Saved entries
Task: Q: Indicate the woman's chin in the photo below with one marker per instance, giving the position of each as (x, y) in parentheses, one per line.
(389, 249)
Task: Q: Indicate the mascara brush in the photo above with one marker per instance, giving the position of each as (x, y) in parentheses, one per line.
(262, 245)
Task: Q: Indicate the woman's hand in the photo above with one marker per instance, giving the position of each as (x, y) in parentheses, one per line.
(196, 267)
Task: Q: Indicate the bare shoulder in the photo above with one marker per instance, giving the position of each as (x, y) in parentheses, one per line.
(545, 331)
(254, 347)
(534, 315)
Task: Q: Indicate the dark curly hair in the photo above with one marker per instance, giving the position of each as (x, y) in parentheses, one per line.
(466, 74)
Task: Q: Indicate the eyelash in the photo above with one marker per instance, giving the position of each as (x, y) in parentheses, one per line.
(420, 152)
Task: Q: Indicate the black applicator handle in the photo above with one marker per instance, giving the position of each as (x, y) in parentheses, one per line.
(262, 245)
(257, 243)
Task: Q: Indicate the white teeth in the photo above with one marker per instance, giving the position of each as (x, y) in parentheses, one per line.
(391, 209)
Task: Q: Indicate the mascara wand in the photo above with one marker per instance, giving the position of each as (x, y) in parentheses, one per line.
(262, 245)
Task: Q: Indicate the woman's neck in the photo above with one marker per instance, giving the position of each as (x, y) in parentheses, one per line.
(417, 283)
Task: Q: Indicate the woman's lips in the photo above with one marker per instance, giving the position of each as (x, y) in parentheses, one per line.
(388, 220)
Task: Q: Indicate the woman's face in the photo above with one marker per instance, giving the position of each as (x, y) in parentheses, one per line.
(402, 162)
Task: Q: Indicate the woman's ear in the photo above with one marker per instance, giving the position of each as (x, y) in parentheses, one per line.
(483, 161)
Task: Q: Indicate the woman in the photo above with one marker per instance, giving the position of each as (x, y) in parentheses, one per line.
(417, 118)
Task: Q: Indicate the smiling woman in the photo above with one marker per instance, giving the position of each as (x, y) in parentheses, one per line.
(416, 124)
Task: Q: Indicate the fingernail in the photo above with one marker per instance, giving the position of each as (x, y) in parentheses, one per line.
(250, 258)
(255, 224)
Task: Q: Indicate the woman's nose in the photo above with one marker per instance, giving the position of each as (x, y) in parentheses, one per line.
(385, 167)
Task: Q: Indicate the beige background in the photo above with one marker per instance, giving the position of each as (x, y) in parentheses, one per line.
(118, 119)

* * *

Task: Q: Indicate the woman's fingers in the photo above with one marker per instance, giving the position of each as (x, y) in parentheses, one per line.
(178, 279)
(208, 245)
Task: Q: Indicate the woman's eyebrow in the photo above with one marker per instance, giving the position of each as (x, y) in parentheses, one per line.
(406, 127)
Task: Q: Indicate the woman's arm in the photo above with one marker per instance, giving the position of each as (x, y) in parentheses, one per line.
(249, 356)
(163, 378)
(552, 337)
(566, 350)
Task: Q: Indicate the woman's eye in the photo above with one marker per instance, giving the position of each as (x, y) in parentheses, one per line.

* Required work *
Reproduce the lines above, beginning at the line with "Task: Q: Indicate the woman's fingers" and stopping after the line with "Task: Q: Indicate the woman's eye in", exactly as they are.

* Output of the task *
Task: Q: Indicate the woman's fingers in the photo above with one marker per instance, giving the position of each as (x, y) in parentheses, one per line.
(178, 279)
(208, 245)
Task: Q: Indicate the woman's eyebrow in the photo above with one marker per instance, giving the position of each as (x, y) in parentheses, one per line.
(406, 127)
Task: Q: Indicate the woman's arm in the photo above with one marker per instance, giving the position of each as (x, y) in parentheses, one per line.
(249, 356)
(163, 378)
(552, 337)
(566, 350)
Task: Q: Indicate the woman's eye in the photo above with one marker per instance, giving the position of each as (x, y) in parentheses, one per line.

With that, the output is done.